Helical piles are commonly referred to as helical anchors, helical piers or screw piles. Helical piles are a form of a deep foundation system that has been in use since the early 1900’s in waterfront foundations. They work by bypassing weaker soil layers and transferring the loads of a structure to competent load bearing soils. Helical piles provide a cost-effective solution for supporting structures in poor soil conditions and increasing the capacity of existing structures. Helical piles are ideal for projects where noise, vibration, soil disturbance or site access, are of concern.
Helical Pile Installation
Helical Piles are installed by applying torque in order to rotate the helical pile into the ground, similar to the installation of a self-tapping wood screw.
Parts of a Helical Pile
The lead section of a helical pile refers to the first helical pile section to be installed. The lead section is responsible for penetrating the soil and transferring the load from the central steel shaft to the soil through helical bearing plates (helices), which are welded to the central steel shaft. The helices are formed with a carefully controlled pitch, which allows the pile to be rotated into the soil
Extensions of a helical pile consist of a central steel shaft with a coupler on each end (one male, one female). The first extension is bolted to the lead section and additional extensions are bolted on until the helical pile reaches the desired torque and/or depth.

◆ WHAT TO PRODUCE ◆
Answer the following questions from the helical pile text.
(a) Since when have helical piles been in use, and in what type of foundations?
(b) How are the helical bearing plates attached to the central steel shaft of the lead section?
(c) What is found on each end of the central steel shaft of an extension?
The data are not needed for this exercise.

◆ STORED DATA ◆
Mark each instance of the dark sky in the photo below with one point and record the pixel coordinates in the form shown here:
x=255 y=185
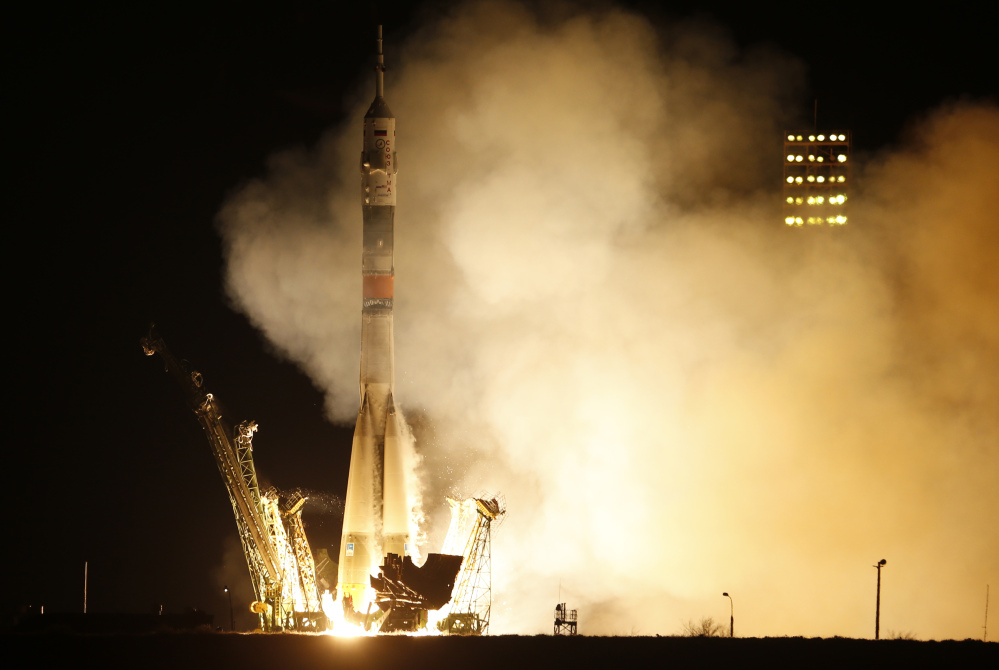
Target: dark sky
x=130 y=125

◆ EXERCISE RESULT ◆
(a) Since the early 1900's, in waterfront foundations.
(b) They are welded to the central steel shaft.
(c) A coupler, one male and one female.